--- Text under study Enclosed Below ---

According to the disclosure, the emission current density is important because it influences, impacts, and/or determines heating and cooling of the target 40. In configurations of the x-ray device 10 with cylindrical shells 20, 22, electron source 30, and target 40, the emission current density (i.e., electron current in mA/area of electron beam in cm2) increases as the ratio of the shell diameters (OD/ID) increases. Here, OD refers to the outer diameter of the vacuum space 50 and ID refers to the inner diameter of the vacuum space 50. The OD is defined by one of (i) the electron-emitting surface of the electron source 30 and (ii) the surface of the target 40 that is impacted by the electrons 70, and the ID is defined by the other of (i) the electron-emitting surface of the electron source 30 and (ii) the surface of the target 40 that is impacted by the electrons 70.

The above discussion assumes a general cylindrical geometry of two nested cylinders. When the electrons collide with the anode/target surface x-rays are emitted, with the different combinations and configurations down to the described example. The word ‘shell’ in the sentence refers to the ideal geometry of two concentric or nested cylinders that have no thickness or ‘shell’-like, thus OD=electron emitter and ID=target. Thus, the electron density is electron current (mA)/area of beam (cm{circumflex over ( )}2). It is important since heating of the target and cooling of the target are determined by the current density, mA/cm{circumflex over ( )}2. Since the area of a right-circular cylinder is circumference (pi*D) times length (L), the area is pi*OD*L (for electron emitting outer cylinder) and pi*ID*L (for anode or target inner cylinder) then the ratio of the two areas is (OD/ID).

In one example the cathode is a carbon nanotube (CNT) electron emitter, which is a field emitter (E-field at the surface produces emission of electrons). According to one example, the emitter emits at 1 mA/cm{circumflex over ( )}2. At lower E-field lower current density e.g. 10 uA/cm{circumflex over ( )}2, 100 uA/cm{circumflex over ( )}2 may be experienced. These lower values can be useful if larger surface areas are used, or less intense x-rays fulfill the needs for the device and application, whereas higher E-fields may not produce more electrons without shortening the surface lifetime or provoking arcing in the vacuum. Thus, according to the disclosure the current is selected by varying the E-field by means of adjusting the voltage that is applied across the cathode-anode gap. Further, unlike traditional imaging x-ray sources, a small focal spot may not be desired. The disclosed source is therefore suited for uses such as blood irradiators, food sterilization, and the like. Other examples may include ‘flood’ e-guns that produce broad fields of x-ray illumination. Also, down-hole oil and gas well interrogation tasks can tap the x-rays irradiated by rings of x-ray sources by appropriate positioning of detectors.

The electron source 30 is and/or includes a plurality of electron emitters. The emitters are disposed in the vacuum space 50 and are connected to and/or mounted on the first shell 20. The emitters are typically cold electron emitters to avoid additional heat generation. For example, the electron emitters are carbon nanotube emitters in some examples due to their ability to withstand high temperatures and vibrations. Additionally and/or alternatively, the electron source 30 may be and/or include one or more other kind and/or type of emitter such as a photoemission emitter, thermionic emitter, secondary emitter, and/or field emitter. Optionally, subsets and/or individual emitters of the electron source 30 can be controlled independently (e.g., via the controller 12) to enable different and/or optimal dose patterns to be achieved by utilizing/operating only select emitters during operation of the x-ray device 10.

--- End of Enclosed Text under study ---
--- Input data Enclosed Below ---

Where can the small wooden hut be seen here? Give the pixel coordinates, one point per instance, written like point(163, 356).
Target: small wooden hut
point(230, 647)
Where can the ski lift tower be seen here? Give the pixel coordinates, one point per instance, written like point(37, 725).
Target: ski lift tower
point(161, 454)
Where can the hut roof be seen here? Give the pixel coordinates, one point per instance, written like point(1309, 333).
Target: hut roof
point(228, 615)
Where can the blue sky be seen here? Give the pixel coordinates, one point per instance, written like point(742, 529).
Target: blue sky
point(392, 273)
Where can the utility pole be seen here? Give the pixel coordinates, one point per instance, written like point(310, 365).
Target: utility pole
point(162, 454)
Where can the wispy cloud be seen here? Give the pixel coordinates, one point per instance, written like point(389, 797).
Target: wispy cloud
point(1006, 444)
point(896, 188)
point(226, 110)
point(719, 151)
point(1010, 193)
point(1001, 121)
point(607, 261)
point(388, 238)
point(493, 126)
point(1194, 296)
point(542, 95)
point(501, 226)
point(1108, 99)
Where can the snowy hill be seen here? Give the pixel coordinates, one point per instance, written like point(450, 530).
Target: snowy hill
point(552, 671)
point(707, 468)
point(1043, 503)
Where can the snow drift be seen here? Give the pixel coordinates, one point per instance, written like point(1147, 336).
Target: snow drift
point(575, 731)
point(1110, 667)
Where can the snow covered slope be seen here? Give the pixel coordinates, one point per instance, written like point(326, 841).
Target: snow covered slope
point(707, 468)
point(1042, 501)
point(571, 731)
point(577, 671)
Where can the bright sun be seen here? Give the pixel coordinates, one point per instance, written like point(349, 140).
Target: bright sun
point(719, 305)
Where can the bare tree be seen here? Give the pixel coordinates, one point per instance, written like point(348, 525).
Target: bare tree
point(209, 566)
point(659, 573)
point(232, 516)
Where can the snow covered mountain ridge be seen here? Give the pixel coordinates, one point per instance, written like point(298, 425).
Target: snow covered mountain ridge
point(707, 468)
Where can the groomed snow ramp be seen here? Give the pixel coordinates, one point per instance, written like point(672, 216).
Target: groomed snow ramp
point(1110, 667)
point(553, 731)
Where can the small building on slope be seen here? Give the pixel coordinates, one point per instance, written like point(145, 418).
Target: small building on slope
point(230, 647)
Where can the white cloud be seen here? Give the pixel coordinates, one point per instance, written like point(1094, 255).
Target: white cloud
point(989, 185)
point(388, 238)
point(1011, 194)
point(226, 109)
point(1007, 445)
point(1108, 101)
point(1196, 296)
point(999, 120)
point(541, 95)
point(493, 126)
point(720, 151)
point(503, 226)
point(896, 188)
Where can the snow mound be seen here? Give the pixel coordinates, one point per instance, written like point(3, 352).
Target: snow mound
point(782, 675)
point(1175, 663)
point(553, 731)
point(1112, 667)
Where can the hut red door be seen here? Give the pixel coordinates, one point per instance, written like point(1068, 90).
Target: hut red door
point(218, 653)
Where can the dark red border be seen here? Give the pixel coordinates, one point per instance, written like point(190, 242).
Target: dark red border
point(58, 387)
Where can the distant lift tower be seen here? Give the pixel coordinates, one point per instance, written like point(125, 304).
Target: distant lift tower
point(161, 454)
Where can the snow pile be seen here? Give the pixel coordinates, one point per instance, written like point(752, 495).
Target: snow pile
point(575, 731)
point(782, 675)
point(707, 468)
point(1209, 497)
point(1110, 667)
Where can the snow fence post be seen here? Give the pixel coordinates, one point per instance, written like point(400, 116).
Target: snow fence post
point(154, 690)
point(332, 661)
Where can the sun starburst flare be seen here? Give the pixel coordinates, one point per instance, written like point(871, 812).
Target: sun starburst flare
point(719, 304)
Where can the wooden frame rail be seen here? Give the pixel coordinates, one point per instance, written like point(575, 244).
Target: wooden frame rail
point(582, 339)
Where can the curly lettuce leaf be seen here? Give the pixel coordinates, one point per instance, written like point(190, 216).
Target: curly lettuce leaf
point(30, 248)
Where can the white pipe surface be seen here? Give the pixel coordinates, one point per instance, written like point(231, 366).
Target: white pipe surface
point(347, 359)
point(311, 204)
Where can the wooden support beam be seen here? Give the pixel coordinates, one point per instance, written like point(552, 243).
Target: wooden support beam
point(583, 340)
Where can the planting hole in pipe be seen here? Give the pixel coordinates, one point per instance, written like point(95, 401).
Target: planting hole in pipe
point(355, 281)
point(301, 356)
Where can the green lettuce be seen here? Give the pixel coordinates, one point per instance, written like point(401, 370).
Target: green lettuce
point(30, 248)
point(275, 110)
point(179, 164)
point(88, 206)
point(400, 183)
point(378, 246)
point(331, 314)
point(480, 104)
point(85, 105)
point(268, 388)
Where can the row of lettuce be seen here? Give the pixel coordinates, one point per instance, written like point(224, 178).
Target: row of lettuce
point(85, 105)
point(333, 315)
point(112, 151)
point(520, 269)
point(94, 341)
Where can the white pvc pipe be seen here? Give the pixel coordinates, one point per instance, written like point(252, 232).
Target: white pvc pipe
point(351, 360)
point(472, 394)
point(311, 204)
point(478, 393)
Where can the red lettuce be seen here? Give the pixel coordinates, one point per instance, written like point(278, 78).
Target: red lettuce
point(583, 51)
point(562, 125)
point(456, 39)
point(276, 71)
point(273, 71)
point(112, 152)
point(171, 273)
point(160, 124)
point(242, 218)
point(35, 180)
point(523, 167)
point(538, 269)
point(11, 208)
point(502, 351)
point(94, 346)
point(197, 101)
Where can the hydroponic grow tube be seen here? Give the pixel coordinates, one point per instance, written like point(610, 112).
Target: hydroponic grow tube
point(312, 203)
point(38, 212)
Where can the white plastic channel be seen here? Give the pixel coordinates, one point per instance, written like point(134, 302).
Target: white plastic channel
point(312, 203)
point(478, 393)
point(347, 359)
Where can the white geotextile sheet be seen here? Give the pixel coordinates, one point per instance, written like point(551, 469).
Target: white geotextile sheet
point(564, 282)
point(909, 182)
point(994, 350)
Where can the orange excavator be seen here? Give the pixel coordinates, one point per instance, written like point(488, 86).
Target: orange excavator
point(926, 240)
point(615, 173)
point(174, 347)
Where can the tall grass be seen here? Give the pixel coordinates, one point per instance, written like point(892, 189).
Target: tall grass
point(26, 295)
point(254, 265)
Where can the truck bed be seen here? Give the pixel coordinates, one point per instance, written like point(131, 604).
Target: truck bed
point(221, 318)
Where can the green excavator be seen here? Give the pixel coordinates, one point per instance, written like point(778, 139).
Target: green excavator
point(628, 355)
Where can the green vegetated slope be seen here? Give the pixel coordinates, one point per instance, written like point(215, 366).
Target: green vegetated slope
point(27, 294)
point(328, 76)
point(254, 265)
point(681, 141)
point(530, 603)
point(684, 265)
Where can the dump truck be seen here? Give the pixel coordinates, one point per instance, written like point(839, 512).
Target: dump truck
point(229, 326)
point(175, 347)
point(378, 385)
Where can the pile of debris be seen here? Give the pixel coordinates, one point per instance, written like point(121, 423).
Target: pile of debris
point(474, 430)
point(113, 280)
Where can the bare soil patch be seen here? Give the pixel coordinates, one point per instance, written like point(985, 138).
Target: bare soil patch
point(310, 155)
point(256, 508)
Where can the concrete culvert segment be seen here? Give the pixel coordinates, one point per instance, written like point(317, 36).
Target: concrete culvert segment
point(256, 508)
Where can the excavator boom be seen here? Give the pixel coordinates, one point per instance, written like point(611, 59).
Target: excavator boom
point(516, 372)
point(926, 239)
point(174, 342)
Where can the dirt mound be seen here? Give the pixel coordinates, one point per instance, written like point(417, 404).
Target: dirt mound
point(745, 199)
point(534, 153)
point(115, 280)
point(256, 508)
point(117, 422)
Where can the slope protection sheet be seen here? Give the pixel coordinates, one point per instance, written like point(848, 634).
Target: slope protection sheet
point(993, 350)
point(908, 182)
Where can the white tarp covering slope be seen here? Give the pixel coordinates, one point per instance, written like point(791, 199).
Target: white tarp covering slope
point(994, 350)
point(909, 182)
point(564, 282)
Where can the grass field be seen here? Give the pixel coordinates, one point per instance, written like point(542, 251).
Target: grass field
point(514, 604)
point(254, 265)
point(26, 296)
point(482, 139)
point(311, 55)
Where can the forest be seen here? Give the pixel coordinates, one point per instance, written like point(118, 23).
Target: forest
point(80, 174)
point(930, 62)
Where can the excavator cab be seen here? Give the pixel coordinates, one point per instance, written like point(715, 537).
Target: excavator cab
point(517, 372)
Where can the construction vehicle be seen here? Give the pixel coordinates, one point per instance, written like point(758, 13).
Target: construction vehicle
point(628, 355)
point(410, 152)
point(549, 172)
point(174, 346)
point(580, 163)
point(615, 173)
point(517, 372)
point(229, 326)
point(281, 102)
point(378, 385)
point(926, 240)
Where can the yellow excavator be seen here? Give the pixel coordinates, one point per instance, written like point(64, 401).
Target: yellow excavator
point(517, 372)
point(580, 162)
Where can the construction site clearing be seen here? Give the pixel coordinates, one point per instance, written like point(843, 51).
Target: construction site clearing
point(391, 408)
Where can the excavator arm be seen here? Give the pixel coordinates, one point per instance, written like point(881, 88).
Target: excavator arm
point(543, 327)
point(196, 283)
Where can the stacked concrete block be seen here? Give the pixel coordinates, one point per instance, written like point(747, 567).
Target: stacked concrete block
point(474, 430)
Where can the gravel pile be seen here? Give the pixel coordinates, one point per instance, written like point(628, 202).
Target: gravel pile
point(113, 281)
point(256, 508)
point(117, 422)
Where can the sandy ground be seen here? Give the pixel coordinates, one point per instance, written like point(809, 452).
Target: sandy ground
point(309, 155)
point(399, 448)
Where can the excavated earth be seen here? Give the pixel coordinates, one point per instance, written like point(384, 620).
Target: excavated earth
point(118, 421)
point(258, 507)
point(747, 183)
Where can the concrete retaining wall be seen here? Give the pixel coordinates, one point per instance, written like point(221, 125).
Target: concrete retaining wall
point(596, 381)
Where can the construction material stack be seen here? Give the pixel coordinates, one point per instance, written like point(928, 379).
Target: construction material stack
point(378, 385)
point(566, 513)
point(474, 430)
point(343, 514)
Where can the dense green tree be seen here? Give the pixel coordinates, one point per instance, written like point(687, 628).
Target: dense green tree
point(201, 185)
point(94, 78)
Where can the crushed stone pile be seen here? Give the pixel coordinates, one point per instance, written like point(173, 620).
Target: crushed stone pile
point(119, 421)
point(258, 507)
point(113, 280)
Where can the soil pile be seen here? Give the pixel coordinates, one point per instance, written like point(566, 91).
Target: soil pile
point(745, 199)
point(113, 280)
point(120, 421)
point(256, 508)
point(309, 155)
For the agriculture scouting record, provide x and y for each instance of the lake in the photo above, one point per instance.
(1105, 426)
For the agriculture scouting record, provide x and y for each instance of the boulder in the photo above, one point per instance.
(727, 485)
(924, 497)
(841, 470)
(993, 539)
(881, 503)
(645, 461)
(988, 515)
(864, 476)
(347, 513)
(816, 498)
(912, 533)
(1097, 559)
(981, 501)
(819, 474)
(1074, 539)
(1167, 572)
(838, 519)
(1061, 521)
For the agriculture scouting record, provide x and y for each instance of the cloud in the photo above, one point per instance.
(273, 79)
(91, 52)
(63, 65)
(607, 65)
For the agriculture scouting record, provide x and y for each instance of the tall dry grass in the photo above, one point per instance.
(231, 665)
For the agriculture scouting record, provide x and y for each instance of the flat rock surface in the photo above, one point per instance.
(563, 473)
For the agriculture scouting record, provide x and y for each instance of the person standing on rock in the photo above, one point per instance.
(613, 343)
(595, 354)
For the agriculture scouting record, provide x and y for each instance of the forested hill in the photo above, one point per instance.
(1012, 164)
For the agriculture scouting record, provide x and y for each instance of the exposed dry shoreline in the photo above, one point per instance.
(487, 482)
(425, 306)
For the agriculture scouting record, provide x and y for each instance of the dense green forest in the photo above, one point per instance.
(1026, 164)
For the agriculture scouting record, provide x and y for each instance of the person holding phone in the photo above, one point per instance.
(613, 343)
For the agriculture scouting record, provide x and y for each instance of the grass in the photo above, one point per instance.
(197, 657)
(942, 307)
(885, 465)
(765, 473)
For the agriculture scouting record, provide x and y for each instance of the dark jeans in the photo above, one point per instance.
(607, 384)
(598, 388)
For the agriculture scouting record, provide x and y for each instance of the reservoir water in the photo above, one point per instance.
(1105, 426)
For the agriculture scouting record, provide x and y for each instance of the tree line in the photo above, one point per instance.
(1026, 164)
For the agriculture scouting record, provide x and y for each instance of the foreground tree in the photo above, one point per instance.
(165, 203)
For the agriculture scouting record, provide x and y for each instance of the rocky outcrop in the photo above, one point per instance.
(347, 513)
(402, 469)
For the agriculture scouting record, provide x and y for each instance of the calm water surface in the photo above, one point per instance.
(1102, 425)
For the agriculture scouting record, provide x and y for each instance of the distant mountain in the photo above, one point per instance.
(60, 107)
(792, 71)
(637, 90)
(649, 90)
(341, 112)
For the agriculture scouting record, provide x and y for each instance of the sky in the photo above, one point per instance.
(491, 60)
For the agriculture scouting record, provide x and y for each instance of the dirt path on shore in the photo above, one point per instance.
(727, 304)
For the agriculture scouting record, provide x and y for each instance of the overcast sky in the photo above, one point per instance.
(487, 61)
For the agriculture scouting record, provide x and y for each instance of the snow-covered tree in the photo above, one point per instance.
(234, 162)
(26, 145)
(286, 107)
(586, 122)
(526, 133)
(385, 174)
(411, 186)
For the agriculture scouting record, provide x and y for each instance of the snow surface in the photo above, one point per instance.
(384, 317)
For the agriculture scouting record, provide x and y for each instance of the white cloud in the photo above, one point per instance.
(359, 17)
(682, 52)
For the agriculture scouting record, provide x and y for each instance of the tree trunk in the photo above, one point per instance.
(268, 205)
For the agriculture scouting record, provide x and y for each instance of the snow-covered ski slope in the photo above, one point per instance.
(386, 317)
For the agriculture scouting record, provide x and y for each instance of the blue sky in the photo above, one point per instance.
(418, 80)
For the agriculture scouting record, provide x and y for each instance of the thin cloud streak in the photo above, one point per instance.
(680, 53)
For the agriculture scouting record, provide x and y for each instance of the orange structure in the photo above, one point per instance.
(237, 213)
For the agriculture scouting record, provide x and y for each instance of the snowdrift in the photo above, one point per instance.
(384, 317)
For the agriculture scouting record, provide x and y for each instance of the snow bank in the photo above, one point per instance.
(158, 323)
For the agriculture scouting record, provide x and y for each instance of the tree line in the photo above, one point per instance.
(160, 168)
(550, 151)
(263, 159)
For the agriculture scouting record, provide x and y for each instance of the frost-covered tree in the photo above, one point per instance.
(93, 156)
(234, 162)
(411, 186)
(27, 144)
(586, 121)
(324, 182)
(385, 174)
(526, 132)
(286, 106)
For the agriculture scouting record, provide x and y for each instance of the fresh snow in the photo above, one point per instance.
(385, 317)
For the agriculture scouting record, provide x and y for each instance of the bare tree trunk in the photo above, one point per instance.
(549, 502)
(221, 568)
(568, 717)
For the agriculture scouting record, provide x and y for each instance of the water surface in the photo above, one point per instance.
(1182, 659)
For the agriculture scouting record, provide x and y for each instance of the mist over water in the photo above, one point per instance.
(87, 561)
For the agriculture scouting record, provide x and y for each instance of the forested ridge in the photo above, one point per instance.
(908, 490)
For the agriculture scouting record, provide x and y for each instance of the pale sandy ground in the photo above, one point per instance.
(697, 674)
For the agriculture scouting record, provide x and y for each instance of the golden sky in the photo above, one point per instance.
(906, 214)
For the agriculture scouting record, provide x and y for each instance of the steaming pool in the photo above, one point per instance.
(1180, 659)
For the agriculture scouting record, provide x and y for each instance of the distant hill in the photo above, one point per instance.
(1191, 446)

--- End of Enclosed Input data ---

§ Using the information:
1) According to the x-ray device passage, why are the emitters typically cold electron emitters?
2) Duplicate the part of the x-ray device passage starting with "The above discussion" and going on through "areas is (OD/ID).".
3) Pick up the x-ray device passage after its final sentence and continue it.
The entries have nothing to do with the x-ray device passage.

§ Responses by item number:
1) They are used to avoid additional heat generation.

2)
The above discussion assumes a general cylindrical geometry of two nested cylinders. When the electrons collide with the anode/target surface x-rays are emitted, with the different combinations and configurations down to the described example. The word ‘shell’ in the sentence refers to the ideal geometry of two concentric or nested cylinders that have no thickness or ‘shell’-like, thus OD=electron emitter and ID=target. Thus, the electron density is electron current (mA)/area of beam (cm{circumflex over ( )}2). It is important since heating of the target and cooling of the target are determined by the current density, mA/cm{circumflex over ( )}2. Since the area of a right-circular cylinder is circumference (pi*D) times length (L), the area is pi*OD*L (for electron emitting outer cylinder) and pi*ID*L (for anode or target inner cylinder) then the ratio of the two areas is (OD/ID).

3)
In one example, carbon nanotube (CNT) emitters may be referred to as ‘cold’ electron emitters. This class of electron emitter does not include elevated temperature at the surface as does tungsten wire coils or dispenser cathodes (thermionic emitters). Another example of room-temperature or ‘cold’ emitters are the photoemission emitters. Thus, assuming a cold emitter technology does not typically include any additional modification. The emission density referred to above, 100 uA/cm{circumflex over ( )}2 to 1 mA/cm{circumflex over ( )}2 are typical of the cold emission devices like CNTs. Thus, there is not ‘current’ applied to the emitter analogous to a filament for heating, and the current comes from the voltage source or power supply 14 controlled by 12 as set forth in the figures.

As generally illustrated in FIGS. 1-6, the target 40 (i.e., the anode) is configured to emit x-rays 72 when subjected to (e.g., contacted, impacted impinged on, and/or bombarded by) electrons 70. The target 40 generally emits x-rays 72 in all directions (e.g., radially inward and radially outward) when subjected to electrons 70. The electron 70 and/or electron beam power produces emission of x-rays 72 at roughly 1% efficiency, however, and much of the electron 70 and/or electron beam power is lost as heat. The production of x-rays 72 by the target 40 is nearly isotropic at the energy levels utilized by the x-ray device 10.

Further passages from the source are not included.